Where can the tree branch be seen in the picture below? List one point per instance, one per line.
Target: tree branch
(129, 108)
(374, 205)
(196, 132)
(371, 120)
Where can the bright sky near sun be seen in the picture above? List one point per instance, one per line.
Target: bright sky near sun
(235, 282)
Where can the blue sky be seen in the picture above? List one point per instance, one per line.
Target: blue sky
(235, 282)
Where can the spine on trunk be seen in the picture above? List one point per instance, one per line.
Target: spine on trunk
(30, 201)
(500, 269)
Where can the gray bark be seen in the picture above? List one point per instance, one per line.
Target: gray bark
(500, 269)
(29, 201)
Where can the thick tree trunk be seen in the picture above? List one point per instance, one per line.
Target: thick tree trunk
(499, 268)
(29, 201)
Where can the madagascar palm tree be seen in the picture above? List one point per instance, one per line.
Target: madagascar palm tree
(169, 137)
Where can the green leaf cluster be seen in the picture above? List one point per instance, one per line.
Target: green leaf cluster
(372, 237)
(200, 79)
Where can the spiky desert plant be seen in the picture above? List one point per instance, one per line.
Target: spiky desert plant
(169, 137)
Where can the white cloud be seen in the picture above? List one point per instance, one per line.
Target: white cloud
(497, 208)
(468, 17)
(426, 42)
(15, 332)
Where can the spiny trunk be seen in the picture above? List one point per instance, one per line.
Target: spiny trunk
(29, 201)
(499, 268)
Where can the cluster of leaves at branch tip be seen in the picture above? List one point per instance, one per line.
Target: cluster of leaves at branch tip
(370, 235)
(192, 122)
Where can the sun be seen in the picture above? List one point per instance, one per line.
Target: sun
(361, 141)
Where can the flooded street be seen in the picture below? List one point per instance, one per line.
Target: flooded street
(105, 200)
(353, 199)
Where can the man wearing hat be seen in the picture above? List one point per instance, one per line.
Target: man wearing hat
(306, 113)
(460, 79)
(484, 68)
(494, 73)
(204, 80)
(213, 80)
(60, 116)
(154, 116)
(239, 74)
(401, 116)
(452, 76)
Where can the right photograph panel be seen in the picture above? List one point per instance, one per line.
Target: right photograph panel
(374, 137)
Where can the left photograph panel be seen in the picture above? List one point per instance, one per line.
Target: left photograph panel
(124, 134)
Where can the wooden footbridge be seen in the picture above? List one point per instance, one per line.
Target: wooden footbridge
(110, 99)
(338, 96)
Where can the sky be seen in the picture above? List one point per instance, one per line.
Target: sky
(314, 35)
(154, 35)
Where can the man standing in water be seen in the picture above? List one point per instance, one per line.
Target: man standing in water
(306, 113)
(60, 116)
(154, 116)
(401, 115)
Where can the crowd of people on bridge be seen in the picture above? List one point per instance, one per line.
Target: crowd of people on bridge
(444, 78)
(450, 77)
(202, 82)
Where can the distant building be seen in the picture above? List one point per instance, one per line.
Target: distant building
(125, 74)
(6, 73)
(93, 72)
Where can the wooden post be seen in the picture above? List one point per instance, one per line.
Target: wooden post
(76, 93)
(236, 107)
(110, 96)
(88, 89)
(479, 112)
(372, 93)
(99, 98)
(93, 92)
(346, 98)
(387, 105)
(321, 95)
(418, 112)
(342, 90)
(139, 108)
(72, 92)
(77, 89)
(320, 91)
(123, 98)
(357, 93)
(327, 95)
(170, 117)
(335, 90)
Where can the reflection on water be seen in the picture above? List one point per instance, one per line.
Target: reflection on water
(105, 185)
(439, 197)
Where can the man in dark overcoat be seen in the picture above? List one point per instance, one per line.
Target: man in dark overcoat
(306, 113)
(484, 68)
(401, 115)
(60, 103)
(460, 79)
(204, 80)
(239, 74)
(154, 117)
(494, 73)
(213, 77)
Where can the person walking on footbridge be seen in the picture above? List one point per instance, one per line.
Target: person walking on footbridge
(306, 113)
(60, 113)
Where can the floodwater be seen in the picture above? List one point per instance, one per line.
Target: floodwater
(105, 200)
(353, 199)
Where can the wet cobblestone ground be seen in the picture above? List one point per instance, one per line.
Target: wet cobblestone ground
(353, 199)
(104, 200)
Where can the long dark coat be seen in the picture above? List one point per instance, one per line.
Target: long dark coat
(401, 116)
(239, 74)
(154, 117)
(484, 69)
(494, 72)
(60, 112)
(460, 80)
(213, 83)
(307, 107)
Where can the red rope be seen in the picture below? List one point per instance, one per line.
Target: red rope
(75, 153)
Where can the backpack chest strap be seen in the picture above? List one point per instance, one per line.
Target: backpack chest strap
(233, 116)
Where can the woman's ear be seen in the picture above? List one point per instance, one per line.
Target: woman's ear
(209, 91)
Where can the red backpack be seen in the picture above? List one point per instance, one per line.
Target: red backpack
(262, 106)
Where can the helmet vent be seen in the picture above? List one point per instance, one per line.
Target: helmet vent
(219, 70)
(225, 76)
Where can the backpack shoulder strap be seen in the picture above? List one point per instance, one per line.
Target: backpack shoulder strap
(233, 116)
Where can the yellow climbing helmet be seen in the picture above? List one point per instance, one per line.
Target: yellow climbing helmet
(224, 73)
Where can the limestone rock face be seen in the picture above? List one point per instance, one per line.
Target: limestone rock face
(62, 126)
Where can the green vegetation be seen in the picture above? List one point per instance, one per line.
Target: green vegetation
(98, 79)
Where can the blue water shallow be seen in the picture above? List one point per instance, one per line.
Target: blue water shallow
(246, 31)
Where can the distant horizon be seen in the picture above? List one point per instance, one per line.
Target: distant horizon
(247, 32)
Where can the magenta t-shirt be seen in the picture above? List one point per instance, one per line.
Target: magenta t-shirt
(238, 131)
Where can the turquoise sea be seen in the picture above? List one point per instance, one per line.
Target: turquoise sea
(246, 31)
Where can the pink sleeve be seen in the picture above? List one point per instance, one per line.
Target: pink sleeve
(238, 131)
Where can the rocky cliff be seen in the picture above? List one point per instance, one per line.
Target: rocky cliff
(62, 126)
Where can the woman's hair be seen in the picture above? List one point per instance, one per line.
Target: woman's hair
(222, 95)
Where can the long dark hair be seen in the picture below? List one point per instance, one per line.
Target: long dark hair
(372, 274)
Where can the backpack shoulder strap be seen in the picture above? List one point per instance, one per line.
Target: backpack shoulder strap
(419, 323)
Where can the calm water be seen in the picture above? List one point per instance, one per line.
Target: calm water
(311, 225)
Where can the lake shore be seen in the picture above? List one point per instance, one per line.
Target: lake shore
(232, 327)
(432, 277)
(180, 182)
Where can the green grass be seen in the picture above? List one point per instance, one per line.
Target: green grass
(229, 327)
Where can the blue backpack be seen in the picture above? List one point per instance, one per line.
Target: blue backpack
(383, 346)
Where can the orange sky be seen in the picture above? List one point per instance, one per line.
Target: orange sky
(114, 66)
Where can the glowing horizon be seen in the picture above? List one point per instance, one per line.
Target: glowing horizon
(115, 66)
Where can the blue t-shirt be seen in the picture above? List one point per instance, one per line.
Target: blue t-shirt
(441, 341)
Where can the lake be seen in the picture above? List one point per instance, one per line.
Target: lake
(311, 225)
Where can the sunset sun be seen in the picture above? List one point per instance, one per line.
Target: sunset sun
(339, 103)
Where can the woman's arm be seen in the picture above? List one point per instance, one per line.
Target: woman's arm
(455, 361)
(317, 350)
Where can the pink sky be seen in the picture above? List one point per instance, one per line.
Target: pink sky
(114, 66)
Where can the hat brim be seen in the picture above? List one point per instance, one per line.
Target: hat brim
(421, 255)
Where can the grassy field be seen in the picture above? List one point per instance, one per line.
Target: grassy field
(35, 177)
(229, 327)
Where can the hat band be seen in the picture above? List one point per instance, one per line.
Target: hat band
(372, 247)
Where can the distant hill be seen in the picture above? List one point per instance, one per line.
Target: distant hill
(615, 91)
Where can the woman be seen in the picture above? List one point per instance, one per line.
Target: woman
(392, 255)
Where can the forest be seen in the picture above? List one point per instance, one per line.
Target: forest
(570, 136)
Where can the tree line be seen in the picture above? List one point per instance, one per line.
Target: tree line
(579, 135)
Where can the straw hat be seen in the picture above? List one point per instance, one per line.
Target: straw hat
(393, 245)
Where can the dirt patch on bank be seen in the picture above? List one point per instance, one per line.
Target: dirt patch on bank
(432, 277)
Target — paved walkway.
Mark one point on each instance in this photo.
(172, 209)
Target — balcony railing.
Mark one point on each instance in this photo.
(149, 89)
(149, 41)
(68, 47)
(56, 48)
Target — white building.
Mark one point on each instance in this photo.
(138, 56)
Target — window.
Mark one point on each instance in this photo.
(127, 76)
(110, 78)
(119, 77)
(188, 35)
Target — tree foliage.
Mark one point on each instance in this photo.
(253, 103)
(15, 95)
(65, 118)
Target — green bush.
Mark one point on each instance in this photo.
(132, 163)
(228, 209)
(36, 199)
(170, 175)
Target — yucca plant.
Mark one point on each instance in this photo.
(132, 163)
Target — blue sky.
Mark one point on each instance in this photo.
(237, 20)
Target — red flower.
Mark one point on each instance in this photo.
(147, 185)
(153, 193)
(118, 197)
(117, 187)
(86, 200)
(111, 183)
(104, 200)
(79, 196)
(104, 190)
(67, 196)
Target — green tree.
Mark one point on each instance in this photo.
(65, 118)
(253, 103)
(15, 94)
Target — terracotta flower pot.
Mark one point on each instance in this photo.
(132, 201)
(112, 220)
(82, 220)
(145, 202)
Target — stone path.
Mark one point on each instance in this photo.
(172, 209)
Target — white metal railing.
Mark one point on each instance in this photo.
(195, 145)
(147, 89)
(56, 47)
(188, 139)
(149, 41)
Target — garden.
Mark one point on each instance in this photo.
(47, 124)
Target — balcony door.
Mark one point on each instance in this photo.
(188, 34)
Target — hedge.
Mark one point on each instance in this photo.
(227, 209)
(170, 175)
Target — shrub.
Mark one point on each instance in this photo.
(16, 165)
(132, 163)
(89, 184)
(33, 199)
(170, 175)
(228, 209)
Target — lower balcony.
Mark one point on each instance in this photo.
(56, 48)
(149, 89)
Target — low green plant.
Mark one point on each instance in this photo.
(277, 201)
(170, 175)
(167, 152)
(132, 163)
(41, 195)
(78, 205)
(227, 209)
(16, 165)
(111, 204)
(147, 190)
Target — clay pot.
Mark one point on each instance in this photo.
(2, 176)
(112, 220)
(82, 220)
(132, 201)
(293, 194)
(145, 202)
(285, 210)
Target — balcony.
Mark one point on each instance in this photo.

* _Task details_: Would you return all lines from the preceding listing that contain the word "flower"?

* _Response area_:
Target — red flower.
Target — terracotta flower pot.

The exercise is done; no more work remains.